» **Task statement**: Could you extract every entry below and reproduce it exactly?

'''

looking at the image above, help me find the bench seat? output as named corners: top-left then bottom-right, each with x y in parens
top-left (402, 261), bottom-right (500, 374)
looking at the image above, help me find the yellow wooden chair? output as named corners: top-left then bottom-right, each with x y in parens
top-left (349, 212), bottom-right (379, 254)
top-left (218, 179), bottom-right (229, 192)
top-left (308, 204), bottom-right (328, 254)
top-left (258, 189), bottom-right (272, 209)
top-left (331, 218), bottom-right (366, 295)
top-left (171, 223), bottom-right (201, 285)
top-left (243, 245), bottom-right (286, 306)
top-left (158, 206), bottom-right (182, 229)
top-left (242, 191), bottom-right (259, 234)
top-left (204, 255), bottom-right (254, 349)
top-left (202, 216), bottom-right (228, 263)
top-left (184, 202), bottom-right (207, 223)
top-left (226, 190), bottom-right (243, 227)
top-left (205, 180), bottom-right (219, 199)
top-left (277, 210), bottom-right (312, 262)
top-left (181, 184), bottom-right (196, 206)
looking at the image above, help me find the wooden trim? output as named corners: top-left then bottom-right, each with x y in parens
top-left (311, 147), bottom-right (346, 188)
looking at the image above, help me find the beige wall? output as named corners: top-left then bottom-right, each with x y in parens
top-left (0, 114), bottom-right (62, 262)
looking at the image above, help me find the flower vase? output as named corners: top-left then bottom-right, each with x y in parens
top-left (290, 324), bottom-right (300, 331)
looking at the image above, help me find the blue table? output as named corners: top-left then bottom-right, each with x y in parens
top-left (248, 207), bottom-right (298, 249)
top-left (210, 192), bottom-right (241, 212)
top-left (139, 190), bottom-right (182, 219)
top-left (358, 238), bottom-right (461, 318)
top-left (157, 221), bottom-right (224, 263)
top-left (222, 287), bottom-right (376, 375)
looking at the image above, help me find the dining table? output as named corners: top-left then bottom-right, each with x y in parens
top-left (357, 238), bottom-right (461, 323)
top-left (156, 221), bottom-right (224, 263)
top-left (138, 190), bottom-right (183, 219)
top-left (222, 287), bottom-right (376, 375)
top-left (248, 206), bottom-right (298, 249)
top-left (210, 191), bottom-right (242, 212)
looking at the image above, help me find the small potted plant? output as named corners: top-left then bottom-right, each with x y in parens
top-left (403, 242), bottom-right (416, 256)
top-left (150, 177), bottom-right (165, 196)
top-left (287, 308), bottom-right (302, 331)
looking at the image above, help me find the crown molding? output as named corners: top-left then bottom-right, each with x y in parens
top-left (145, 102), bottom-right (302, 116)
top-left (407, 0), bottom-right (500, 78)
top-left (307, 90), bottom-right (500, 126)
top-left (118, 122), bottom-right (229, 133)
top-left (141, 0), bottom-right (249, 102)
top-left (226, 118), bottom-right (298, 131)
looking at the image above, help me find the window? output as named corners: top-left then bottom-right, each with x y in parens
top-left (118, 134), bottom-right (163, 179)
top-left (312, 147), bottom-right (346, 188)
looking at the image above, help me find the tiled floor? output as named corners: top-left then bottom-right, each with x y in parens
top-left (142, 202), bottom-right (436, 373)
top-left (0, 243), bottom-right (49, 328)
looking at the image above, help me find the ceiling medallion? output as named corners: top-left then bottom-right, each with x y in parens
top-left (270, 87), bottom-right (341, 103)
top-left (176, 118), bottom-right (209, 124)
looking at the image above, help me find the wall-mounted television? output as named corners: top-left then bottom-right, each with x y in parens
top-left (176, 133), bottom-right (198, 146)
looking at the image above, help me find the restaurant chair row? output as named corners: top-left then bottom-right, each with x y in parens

'''

» **Task response**:
looking at the image above, help me find the bench seat? output as named corners: top-left then bottom-right, each with x y in parens
top-left (402, 261), bottom-right (500, 374)
looking at the image above, help me find the yellow wooden chair? output as named corners: top-left then bottom-right, each with x y in parens
top-left (349, 212), bottom-right (379, 254)
top-left (218, 179), bottom-right (229, 192)
top-left (308, 204), bottom-right (328, 254)
top-left (258, 189), bottom-right (272, 209)
top-left (331, 218), bottom-right (366, 295)
top-left (171, 223), bottom-right (201, 285)
top-left (243, 245), bottom-right (286, 306)
top-left (158, 206), bottom-right (182, 229)
top-left (242, 191), bottom-right (259, 234)
top-left (204, 255), bottom-right (254, 349)
top-left (202, 216), bottom-right (228, 263)
top-left (184, 202), bottom-right (207, 223)
top-left (226, 190), bottom-right (243, 227)
top-left (205, 180), bottom-right (219, 199)
top-left (277, 210), bottom-right (312, 262)
top-left (181, 184), bottom-right (196, 206)
looking at the image above, help me find the wooden trim? output as named corners: top-left then bottom-right, each with x y in parens
top-left (311, 147), bottom-right (346, 188)
looking at the image above, help me find the beige wall? output as named corners: top-left then bottom-right, each with x y in parens
top-left (0, 114), bottom-right (62, 262)
looking at the image above, help me find the flower vase? output as named corners: top-left then bottom-right, each with x y in parens
top-left (290, 324), bottom-right (300, 331)
looking at the image above, help me find the blue table? output as named corners: top-left then bottom-right, each with x y in parens
top-left (248, 207), bottom-right (298, 249)
top-left (210, 192), bottom-right (241, 212)
top-left (139, 190), bottom-right (182, 219)
top-left (358, 238), bottom-right (461, 318)
top-left (157, 221), bottom-right (224, 263)
top-left (222, 287), bottom-right (376, 375)
looking at the image above, help me find the dining table? output as named corners: top-left then bottom-right, each with x y in parens
top-left (357, 238), bottom-right (461, 323)
top-left (156, 221), bottom-right (224, 263)
top-left (138, 190), bottom-right (183, 219)
top-left (222, 287), bottom-right (376, 375)
top-left (248, 206), bottom-right (298, 249)
top-left (210, 191), bottom-right (242, 212)
looking at the image above, help me find the small potted plant? output as named corners: top-left then bottom-right, each with x y in parens
top-left (403, 242), bottom-right (416, 256)
top-left (150, 177), bottom-right (165, 196)
top-left (287, 308), bottom-right (302, 331)
looking at the image above, help me find the crown molding? output as named corners: top-left then bottom-right, each with x y in parens
top-left (145, 102), bottom-right (302, 116)
top-left (407, 0), bottom-right (500, 78)
top-left (307, 90), bottom-right (500, 126)
top-left (118, 122), bottom-right (229, 133)
top-left (141, 0), bottom-right (249, 102)
top-left (226, 118), bottom-right (298, 131)
looking at the image above, help me find the window? output as named corners: top-left then bottom-right, each with x y in parens
top-left (118, 134), bottom-right (163, 179)
top-left (312, 147), bottom-right (346, 188)
looking at the image above, help me find the tiled floor? output as named corners: top-left then bottom-right, each with x y in parens
top-left (142, 202), bottom-right (436, 373)
top-left (0, 243), bottom-right (49, 328)
looking at the image above, help me find the ceiling medallion? output as named corners: top-left then bottom-right, each with x y in parens
top-left (270, 87), bottom-right (341, 103)
top-left (176, 118), bottom-right (209, 124)
looking at the image above, help me find the wall-mounted television? output as named corners: top-left then bottom-right, each with x y in parens
top-left (176, 133), bottom-right (198, 146)
looking at the image above, help me find the restaurant chair row? output as named corners: top-left then bottom-right, each with x y in parens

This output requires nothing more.